Cool Change: An Anxious Blog Endeavor

It only takes one good song to kick my spirit up a notch.

Blogging Endeavor

It’s time, and I can feel it. I get this way before my life changes. Maybe my new blogging endeavor will bring me opportunities I’ve never even considered.

I’m trying to change my life in a real way, but my anxiety has put a damper on my new passion project.

I am a hobbyist writer and professionally a sonographer of more than twenty years. I’ve been mulling over going per diem for many reasons. I’m scared. I do love my career, but it has beaten up my body so much over two decades. I hope to be able to throw my grandkids in the air someday.

Several months back, I thought about building a blog, but I had no idea what a blog even was. I still don’t know what I’m doing, but I’m trying and that is extremely fulfilling.

With writing, I often get lost in reminiscent flashbacks of my youth. This has been far better than I ever imagined and it’s truly done wonders for my anxiety.

I began writing about different subjects meaningful to me and enjoyed it thoroughly. However, once it came to the blog-building part, I would sit at my computer and stare at the WordPress/Bluehost dashboard and feel like I was going to puke. I feel this way today.

Anxiety. My anxiety presents as, well, more like produces— vomit. 🤷🏻‍♀️ The quick, sly, tweaker kind of upchuck I can easily conceal. Unless I’m caught off guard. Then… then, my spew meets your shoe. I apologize in advance.

‘That ought to keep people away from me. I. Miss. Quarantine.’

Every time I would sit at my computer I would feel this way and start to get discouraged. I mentioned it to Dan and his response was so simple.

“Why don’t you hire someone?”

‘Fucking brilliant!’

I find it cathartic writing my personal experiences, but— I am not a tech-savvy person despite operating a very expensive computer to earn a living.

I’m having technical difficulties. It’s a work in progress and I don’t really have a ton of time to dedicate to my new love… or do I? Going per diem would afford me the time to work on my blog, but it will also not afford me what I’ve been affording… Capeesh?!

We are a two-income household and the thought of my income dwindling in any capacity is terrifying to me. I was the breadwinner for many years and it has been harder than you might think to financially depend on someone else over time. (Even my spouse.) I have worked since I was fifteen years old. When I want something, I buy it.

I have all the usual fears. Money, bills, etc. What if the blog doesn’t do well? What if no one subscribes? What if we go broke?

My head always takes me through the worst-case scenario. Unless, I acknowledge I may be thinking so negatively and so frequently that I might actually manifest my own worst fears!! So, I change the channel. In my mind, I force myself to think of other things. Positive, productive things that make me happy.
-*-*-
## Required work
In the blog post, how long has the writer worked as a sonographer?

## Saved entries
-*-*-
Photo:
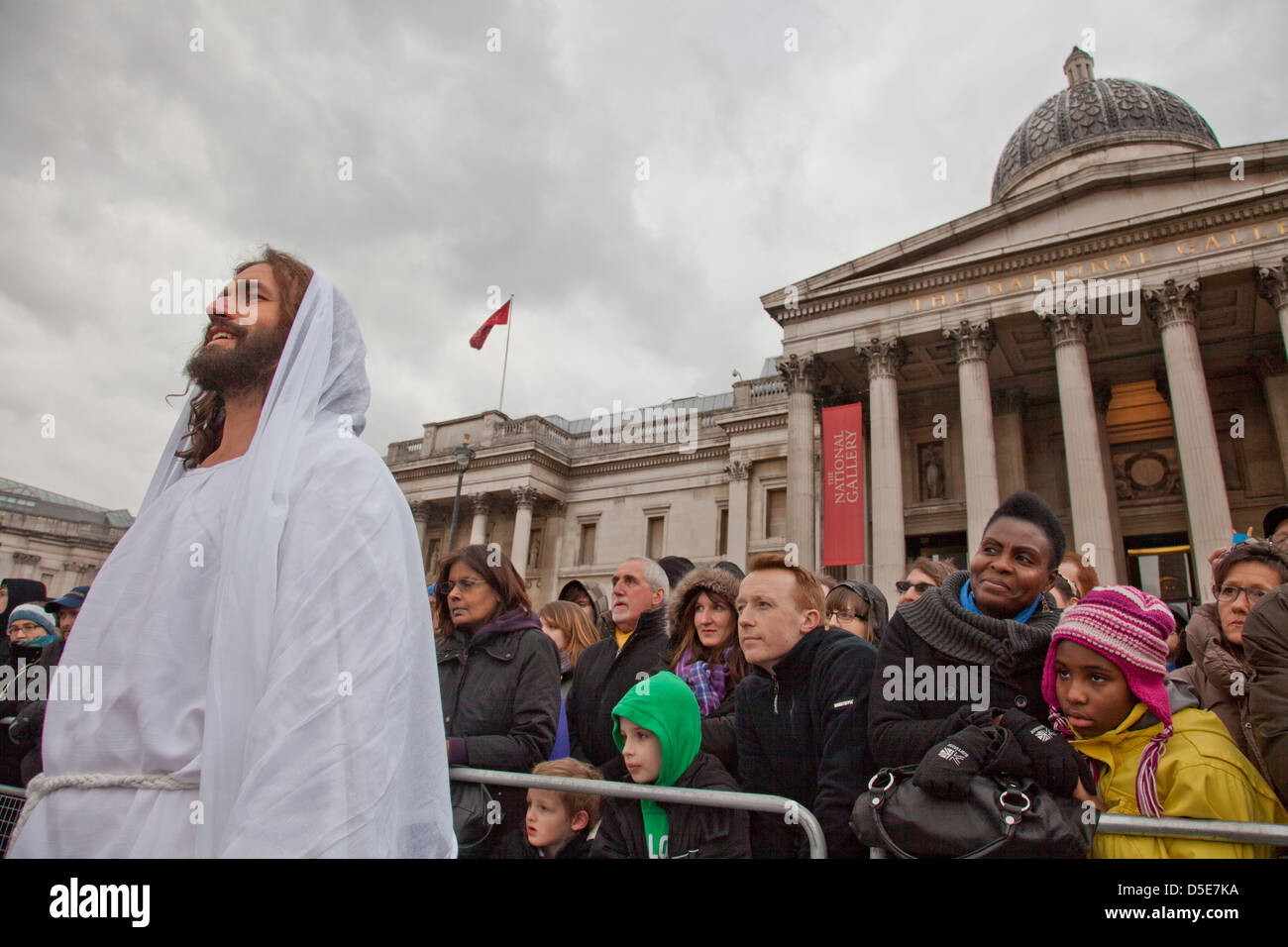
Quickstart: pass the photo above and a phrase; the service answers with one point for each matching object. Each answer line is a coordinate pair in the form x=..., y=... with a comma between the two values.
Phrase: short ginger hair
x=574, y=802
x=809, y=591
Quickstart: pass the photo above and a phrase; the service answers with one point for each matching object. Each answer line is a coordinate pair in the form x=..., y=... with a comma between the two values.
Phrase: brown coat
x=1265, y=635
x=1222, y=678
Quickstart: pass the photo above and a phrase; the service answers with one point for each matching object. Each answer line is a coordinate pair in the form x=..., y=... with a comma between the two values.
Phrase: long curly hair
x=206, y=421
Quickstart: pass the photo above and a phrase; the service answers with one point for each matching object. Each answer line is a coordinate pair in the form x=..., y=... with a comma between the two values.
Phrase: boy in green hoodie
x=658, y=728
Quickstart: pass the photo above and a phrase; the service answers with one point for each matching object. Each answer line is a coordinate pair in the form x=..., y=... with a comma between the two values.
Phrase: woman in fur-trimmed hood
x=702, y=624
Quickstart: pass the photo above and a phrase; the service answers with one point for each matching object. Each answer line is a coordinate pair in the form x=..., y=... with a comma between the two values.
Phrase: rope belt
x=43, y=785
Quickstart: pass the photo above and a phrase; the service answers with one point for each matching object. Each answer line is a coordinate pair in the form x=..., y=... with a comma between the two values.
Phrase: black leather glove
x=1055, y=763
x=1006, y=757
x=948, y=767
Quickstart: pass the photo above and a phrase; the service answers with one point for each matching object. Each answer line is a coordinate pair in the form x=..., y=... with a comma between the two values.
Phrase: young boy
x=1104, y=681
x=558, y=823
x=658, y=728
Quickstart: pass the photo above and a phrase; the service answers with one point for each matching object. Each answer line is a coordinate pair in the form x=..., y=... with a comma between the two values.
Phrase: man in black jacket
x=803, y=715
x=609, y=668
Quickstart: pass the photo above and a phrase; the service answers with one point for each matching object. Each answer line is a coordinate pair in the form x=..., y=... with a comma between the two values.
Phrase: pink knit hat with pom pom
x=1129, y=628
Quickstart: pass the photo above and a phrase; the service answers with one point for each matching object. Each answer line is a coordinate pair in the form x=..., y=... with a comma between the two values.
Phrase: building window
x=656, y=527
x=776, y=512
x=587, y=551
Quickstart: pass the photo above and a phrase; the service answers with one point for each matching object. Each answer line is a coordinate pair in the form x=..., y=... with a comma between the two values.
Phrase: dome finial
x=1077, y=67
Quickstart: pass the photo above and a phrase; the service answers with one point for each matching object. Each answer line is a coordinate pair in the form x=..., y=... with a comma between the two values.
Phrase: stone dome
x=1096, y=114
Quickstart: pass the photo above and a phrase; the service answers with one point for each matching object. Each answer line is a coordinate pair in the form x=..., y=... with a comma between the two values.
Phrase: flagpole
x=506, y=363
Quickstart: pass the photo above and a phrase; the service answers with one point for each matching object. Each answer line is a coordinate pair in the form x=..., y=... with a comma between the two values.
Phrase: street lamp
x=464, y=455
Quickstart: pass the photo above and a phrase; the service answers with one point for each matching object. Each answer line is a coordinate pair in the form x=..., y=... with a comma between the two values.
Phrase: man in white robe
x=268, y=676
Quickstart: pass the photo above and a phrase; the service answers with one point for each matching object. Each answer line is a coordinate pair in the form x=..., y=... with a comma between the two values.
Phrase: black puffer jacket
x=500, y=692
x=603, y=676
x=694, y=831
x=803, y=733
x=903, y=725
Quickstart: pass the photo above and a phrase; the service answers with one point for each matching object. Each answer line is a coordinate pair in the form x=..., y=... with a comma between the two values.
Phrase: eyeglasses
x=468, y=585
x=1229, y=594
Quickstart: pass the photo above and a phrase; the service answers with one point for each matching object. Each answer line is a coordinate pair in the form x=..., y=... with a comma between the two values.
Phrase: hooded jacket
x=1220, y=674
x=1265, y=641
x=604, y=673
x=1202, y=775
x=935, y=631
x=879, y=616
x=719, y=735
x=597, y=600
x=665, y=706
x=500, y=693
x=803, y=733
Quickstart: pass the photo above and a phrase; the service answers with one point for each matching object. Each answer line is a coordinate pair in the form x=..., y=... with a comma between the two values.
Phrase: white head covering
x=381, y=789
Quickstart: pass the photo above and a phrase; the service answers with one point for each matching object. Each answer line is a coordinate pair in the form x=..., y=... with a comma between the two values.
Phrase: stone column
x=971, y=346
x=1175, y=309
x=420, y=512
x=1273, y=285
x=1009, y=438
x=27, y=566
x=1083, y=464
x=739, y=474
x=1273, y=371
x=802, y=373
x=554, y=535
x=884, y=360
x=482, y=508
x=1103, y=393
x=524, y=499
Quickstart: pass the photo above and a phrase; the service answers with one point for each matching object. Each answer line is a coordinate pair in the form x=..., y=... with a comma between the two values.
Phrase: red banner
x=842, y=484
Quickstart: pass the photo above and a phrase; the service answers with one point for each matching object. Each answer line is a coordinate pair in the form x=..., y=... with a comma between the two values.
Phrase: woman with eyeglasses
x=858, y=608
x=497, y=674
x=922, y=575
x=1222, y=673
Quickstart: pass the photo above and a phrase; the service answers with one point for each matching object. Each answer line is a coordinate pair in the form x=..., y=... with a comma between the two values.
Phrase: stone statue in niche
x=931, y=463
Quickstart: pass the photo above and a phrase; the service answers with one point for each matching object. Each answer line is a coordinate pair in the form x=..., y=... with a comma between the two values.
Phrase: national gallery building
x=1109, y=331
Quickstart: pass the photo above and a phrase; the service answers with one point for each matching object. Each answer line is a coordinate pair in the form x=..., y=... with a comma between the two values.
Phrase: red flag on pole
x=498, y=318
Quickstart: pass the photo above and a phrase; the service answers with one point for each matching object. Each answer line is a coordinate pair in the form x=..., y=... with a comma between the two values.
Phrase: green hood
x=665, y=705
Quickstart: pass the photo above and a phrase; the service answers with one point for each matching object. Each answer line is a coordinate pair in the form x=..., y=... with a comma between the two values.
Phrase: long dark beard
x=248, y=367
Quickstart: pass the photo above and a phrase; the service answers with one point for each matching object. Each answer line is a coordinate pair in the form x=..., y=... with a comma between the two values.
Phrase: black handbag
x=1003, y=817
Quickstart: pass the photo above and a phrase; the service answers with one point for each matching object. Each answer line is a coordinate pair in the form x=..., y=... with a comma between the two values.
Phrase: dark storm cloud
x=513, y=169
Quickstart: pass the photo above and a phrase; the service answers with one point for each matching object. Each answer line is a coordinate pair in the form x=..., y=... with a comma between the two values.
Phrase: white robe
x=263, y=631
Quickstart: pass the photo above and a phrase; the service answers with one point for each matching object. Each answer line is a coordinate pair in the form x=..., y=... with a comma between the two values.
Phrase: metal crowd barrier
x=11, y=804
x=717, y=799
x=1176, y=827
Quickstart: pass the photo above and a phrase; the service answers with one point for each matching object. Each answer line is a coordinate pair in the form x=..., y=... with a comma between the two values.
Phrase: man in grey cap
x=65, y=608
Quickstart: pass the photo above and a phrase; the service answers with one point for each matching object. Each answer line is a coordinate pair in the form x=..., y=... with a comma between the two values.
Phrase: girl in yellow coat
x=1104, y=681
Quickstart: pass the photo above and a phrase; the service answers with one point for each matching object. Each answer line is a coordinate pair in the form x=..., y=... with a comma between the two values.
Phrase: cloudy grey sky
x=515, y=167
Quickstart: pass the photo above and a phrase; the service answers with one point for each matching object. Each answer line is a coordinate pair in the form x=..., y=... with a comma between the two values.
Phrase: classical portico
x=1008, y=348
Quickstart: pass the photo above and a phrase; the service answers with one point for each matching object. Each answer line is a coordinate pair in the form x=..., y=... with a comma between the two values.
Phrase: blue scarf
x=967, y=599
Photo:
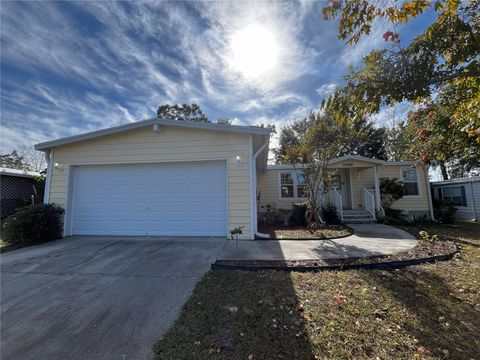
-*-*-
## Solution to the exercise
More than twenty years.